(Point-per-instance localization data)
• • • • • • •

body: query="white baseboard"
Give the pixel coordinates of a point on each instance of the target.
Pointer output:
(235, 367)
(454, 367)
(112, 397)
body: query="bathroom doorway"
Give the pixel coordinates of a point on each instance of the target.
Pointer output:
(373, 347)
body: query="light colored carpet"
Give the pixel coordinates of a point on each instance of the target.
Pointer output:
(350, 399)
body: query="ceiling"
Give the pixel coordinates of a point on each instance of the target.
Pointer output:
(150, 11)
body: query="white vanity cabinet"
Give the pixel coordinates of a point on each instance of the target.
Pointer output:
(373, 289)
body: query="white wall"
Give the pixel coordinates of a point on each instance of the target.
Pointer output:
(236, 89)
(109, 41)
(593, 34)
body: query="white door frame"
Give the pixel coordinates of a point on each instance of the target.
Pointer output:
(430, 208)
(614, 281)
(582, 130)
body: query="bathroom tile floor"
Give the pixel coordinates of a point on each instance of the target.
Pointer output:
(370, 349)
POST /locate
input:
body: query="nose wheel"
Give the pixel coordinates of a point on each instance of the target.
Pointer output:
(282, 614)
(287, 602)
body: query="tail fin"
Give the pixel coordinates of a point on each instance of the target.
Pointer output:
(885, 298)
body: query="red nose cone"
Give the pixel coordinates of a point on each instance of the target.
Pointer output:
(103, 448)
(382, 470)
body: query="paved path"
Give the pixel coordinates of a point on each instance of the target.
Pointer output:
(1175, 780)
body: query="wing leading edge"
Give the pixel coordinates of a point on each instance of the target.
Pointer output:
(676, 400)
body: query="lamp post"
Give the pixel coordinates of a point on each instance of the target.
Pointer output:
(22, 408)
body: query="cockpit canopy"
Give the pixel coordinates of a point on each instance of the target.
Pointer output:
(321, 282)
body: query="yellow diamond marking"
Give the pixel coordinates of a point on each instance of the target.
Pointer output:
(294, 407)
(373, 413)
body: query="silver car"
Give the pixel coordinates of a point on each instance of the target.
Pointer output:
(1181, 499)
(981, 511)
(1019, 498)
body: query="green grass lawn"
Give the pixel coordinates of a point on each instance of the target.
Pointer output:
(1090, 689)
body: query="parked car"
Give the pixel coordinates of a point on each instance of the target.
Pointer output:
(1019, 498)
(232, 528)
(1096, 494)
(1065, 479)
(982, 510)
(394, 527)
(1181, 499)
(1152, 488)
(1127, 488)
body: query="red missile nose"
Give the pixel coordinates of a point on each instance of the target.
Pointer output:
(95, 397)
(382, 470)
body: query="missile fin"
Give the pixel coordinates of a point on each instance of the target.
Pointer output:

• • • • • • •

Exercise aim — Repeat the data above in full, word for word.

Task output —
body: query="white baseboard"
Give the pixel coordinates of a point on each instance of the target.
Pointer output:
(235, 367)
(454, 367)
(112, 397)
body: query="bathroom doorway"
Give the pixel coordinates of a point on each instance of the target.
Pointer output:
(373, 347)
body: query="light colored carpet"
Give the pixel coordinates of a point on each instance of the target.
Pointer output:
(350, 399)
body: query="ceiling"
Give the pixel coordinates of a point on each instance of the target.
Pointer output:
(150, 11)
body: query="white vanity cabinet"
Give the pixel coordinates of a point on each instance of the target.
Pointer output:
(373, 289)
body: query="white wall"
Give the pixel coordinates of a point on each instance of the target.
Pointer output:
(236, 89)
(109, 41)
(593, 34)
body: query="white door frame"
Give the pixel coordinates of a point on each instance of the target.
Pointer output:
(430, 208)
(614, 281)
(582, 130)
body: query="bathroom tile floor"
Give the pixel coordinates of a point on each instance of the target.
Pointer output:
(370, 349)
POST /locate
input:
body: query="nose wheel"
Give the pixel coordinates of a point on each instance of the target.
Pointer output:
(282, 614)
(287, 602)
body: query="tail fin"
Give the pixel coordinates of a point on each instance of the target.
Pointer output:
(885, 298)
body: query="red nose cone"
Give the pixel coordinates of a point on each instance of the target.
Pointer output:
(103, 448)
(382, 470)
body: query="paved path"
Give the pixel coordinates of a point on each instance of the target.
Pointer output:
(1175, 780)
body: query="wing leading edge"
Give the pixel coordinates of a point on each instance of the target.
Pointer output:
(676, 400)
body: query="lamp post"
Give the pixel coordinates of a point on each instance of the target.
Pointer output:
(22, 408)
body: query="cockpit canopy"
Give the pixel coordinates of a point on each instance of the target.
Pointer output:
(321, 282)
body: query="yellow diamond marking"
Give the pixel coordinates of a point on each instance of the target.
Pointer output:
(294, 407)
(373, 413)
body: query="silver car"
Give the pixel coordinates of a point on each instance of the target.
Pointer output:
(1181, 499)
(981, 511)
(1019, 498)
body: query="green grass lawn"
Give the pixel coordinates of a point on each instance of the target.
Pointer output:
(1090, 689)
body: query="parked car"
Give the pixel coordinates of a point on each instance of the target.
Pointer output:
(1019, 498)
(232, 528)
(1096, 494)
(1065, 479)
(982, 510)
(394, 527)
(1181, 499)
(1152, 488)
(1127, 488)
body: query="red missile nose"
Give the pixel coordinates of a point on each instance of the target.
Pointer output:
(95, 397)
(382, 470)
body: query="missile fin"
Give the pixel coordinates of a point on each instance of the target.
Pointer output:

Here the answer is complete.